▶ Exercise aim: Count the lines in the listing below that contain the string "metal", with case significant, and give only the number.

▶ Given records:
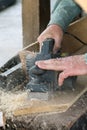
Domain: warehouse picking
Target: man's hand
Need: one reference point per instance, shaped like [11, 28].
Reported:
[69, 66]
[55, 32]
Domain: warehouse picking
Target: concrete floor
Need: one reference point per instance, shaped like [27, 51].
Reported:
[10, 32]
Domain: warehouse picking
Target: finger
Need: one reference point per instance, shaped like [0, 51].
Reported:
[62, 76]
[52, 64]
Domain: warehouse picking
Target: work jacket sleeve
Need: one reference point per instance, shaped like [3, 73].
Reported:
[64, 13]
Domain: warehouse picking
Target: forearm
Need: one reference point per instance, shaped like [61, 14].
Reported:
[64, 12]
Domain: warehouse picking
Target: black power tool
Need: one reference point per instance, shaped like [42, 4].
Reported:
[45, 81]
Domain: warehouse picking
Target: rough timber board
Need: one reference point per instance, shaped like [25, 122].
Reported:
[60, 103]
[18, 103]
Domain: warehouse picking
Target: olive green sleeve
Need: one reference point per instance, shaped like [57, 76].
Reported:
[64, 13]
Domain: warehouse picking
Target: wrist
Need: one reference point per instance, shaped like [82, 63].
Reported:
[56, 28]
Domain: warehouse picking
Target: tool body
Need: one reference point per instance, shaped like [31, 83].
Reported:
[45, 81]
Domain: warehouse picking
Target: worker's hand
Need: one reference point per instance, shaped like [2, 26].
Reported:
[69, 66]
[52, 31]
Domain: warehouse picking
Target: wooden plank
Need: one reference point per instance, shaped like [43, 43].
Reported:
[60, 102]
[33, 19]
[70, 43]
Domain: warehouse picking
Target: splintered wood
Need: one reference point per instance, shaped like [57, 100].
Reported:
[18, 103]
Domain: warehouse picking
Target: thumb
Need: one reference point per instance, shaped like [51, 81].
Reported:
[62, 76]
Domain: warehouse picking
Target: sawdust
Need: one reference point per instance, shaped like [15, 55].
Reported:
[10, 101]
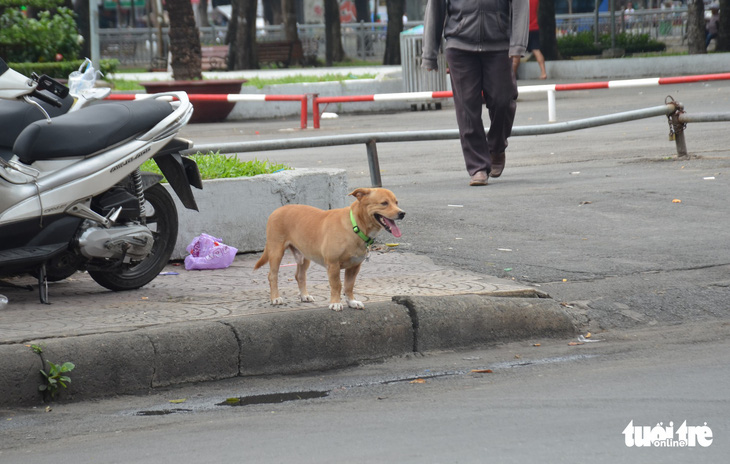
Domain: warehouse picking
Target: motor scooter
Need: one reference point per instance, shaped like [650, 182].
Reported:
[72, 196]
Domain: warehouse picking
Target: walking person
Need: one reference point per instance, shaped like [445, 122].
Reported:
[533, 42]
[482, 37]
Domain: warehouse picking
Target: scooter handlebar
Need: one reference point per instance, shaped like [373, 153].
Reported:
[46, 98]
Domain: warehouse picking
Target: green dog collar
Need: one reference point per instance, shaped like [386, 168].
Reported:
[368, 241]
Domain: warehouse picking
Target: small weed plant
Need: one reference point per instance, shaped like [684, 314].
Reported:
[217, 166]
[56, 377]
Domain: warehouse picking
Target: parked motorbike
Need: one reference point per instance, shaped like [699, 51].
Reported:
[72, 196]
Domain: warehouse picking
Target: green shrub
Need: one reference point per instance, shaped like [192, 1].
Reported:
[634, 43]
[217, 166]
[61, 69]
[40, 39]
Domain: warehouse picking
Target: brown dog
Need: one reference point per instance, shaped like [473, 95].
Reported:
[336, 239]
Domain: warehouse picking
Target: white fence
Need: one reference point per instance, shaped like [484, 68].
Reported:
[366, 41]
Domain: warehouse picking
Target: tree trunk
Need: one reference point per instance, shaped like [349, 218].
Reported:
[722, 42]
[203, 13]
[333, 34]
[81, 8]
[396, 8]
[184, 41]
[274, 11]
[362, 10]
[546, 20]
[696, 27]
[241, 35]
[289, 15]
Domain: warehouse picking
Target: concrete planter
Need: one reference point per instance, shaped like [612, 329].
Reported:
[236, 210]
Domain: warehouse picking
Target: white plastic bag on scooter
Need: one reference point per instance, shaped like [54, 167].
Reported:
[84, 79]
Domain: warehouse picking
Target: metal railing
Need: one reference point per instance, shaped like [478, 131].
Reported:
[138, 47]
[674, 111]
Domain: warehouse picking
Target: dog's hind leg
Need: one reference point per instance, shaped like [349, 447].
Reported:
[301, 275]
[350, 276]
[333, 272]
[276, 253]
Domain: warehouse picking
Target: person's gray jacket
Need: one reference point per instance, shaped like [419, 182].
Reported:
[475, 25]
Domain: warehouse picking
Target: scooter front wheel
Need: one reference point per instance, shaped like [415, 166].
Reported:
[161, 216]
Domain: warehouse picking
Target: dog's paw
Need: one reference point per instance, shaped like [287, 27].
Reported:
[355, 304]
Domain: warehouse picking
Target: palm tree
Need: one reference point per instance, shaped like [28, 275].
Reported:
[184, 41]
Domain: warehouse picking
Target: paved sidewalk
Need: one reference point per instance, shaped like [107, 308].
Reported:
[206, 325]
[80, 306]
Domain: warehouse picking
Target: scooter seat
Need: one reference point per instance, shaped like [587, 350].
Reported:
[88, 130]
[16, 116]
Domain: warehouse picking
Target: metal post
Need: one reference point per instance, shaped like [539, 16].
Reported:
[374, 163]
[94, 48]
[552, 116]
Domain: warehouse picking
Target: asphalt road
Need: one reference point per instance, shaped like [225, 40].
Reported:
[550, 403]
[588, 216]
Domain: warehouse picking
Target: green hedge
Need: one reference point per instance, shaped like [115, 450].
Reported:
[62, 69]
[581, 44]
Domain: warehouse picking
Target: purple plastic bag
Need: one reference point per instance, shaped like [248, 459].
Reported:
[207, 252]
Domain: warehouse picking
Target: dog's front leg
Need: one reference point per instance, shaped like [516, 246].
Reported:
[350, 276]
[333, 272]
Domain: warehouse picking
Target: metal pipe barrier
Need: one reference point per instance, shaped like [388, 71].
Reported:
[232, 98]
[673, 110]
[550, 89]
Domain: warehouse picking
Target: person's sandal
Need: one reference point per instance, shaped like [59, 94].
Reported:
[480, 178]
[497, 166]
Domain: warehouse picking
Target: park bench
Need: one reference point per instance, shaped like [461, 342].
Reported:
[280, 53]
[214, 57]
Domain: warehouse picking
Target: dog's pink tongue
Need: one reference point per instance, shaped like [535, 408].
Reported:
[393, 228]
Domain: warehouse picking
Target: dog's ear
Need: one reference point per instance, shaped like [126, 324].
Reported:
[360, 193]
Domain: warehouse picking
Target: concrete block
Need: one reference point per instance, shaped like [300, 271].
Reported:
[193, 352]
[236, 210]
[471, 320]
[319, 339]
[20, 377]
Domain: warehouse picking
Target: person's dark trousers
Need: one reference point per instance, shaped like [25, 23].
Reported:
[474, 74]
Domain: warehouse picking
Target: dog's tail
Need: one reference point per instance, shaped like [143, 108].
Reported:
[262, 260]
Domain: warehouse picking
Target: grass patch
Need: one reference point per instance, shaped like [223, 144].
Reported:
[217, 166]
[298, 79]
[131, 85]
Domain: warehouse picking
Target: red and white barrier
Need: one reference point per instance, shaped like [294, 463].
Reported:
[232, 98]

▶ Solution below: 3